*TO BE DONE*.
1. Transcribe the text word for word, starting with "Brown’s use of" and going on through "each wounded person.".
2. According to the text, what is the name of the district commissioner who paid out the compensation?
3. For each statement below, say whether it agrees with the text, and quote the words of the text that decide it: (a) the air raid killed 48 guests at a wedding party; (b) each wounded person was paid eight million Afghanis; (c) The News is a Pakistani paper.

*TEXT*.
------------------------------

Brown’s use of Singer’s claim, while seemingly plain as daylight, hides a bit of significant reality behind its Kantian moralism. This bit of reality, for those of us who have sensed it but never quite believed in our ability to locate it, provides a peculiar but real satisfaction. Consider, please, the following story form the on-line edition of a Pakistani paper, The News, issued on July 8, 2002:
Dehrawad, Afghanistan: The victims of a US air-raid that killed 48 guests and wounded 118 at a wedding party in Afghanistan were paid a total of US$18,500 in compensation [by the US], an official here said…District commissioner Abdur Rahim said he paid out to relatives eight million Afghanis (US$200) on behalf of each individual killed and three million (US$75) for each wounded person.
At 40,000 Afghanis2 to a dollar, this amounts to 66 billion Afghanis per victim of the WTC attack. Or, if we prefer the conversion into what is known as ‘hard currency’: $1,650,000 dollars for each victim of WTC versus $112 for each victim of the wedding bombing.

------------------------------

Object pointing dataset rows
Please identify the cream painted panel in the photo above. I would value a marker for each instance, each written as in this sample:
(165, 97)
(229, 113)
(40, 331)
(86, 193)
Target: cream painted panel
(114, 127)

------------------------------

*TASK-BY-TASK SOLUTIONS*.
1.
Brown’s use of Singer’s claim, while seemingly plain as daylight, hides a bit of significant reality behind its Kantian moralism. This bit of reality, for those of us who have sensed it but never quite believed in our ability to locate it, provides a peculiar but real satisfaction. Consider, please, the following story form the on-line edition of a Pakistani paper, The News, issued on July 8, 2002:
Dehrawad, Afghanistan: The victims of a US air-raid that killed 48 guests and wounded 118 at a wedding party in Afghanistan were paid a total of US$18,500 in compensation [by the US], an official here said…District commissioner Abdur Rahim said he paid out to relatives eight million Afghanis (US$200) on behalf of each individual killed and three million (US$75) for each wounded person.

2. Abdur Rahim

3.
(a) Yes: "killed 48 guests and wounded 118 at a wedding party in Afghanistan"
(b) No: "three million (US$75) for each wounded person"
(c) Yes: "the on-line edition of a Pakistani paper, The News"